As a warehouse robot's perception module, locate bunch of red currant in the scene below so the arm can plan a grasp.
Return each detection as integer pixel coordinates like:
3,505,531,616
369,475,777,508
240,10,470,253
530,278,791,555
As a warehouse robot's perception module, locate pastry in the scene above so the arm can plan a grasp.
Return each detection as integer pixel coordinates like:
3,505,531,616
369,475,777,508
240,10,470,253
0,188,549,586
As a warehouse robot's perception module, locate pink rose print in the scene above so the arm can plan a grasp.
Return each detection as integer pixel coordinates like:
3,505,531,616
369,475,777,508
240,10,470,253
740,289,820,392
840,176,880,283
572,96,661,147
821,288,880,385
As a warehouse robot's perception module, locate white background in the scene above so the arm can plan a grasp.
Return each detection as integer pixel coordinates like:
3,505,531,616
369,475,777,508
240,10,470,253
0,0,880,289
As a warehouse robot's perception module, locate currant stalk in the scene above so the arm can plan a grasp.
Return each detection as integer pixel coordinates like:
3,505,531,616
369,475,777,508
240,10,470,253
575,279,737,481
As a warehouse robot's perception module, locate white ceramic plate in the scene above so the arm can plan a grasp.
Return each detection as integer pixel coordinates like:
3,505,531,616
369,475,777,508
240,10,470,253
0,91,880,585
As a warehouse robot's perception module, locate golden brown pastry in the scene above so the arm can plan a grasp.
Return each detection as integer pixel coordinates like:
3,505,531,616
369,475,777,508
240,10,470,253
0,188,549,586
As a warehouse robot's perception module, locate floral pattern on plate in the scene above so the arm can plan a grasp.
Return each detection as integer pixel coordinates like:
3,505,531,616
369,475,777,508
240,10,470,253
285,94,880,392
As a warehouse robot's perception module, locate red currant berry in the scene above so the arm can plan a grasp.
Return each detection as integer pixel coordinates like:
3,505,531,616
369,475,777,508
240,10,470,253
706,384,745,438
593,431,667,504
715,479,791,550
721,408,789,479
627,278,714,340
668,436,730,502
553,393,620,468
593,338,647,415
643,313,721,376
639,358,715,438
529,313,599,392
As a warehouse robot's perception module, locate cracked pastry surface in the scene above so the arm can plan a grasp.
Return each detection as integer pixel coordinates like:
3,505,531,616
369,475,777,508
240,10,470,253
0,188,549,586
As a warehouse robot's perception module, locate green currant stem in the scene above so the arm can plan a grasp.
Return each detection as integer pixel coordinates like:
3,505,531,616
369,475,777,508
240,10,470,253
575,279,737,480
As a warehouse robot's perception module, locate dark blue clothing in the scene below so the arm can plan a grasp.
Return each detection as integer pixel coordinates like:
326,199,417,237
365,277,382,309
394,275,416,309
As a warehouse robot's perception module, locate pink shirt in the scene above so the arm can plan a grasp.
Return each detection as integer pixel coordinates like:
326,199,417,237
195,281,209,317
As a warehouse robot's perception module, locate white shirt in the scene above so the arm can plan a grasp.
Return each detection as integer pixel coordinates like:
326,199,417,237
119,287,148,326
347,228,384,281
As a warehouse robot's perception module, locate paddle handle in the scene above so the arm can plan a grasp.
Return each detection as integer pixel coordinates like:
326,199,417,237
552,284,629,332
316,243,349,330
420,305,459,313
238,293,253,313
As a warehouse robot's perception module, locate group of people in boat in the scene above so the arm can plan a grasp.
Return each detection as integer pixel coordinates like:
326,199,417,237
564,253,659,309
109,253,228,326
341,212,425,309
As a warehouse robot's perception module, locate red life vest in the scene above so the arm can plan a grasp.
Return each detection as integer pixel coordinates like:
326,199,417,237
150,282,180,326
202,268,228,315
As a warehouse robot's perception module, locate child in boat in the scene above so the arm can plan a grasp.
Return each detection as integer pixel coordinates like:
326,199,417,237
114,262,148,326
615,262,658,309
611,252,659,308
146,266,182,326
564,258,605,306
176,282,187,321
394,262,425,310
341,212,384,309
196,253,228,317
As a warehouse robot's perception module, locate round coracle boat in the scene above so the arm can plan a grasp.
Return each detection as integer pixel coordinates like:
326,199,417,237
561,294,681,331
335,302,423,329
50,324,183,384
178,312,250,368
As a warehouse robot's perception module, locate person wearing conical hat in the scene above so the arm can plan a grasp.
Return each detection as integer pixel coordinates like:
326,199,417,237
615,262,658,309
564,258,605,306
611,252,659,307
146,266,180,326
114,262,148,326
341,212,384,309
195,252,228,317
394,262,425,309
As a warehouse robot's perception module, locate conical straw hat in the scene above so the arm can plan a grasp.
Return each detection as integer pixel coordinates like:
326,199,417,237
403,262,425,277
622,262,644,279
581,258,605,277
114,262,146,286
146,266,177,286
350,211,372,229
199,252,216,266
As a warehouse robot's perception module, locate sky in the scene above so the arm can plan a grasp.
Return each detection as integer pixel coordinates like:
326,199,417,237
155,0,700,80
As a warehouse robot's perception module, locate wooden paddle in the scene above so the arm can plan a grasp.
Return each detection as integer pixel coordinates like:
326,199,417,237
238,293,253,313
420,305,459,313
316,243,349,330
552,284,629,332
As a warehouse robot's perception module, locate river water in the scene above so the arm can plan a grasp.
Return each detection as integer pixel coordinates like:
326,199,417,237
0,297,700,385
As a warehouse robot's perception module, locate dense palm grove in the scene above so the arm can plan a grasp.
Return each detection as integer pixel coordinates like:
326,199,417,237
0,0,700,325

- - - - -

§ WRITTEN EXERCISE
List every line in the data above that contains the word "below".

§ ANSWER
As a warehouse robot's perception module, locate bunch of red currant in the scene below so the arm can plan a grasp.
As a warehouse robot's perception module, locate dark blue clothing in the scene below so the arm can plan a grasp.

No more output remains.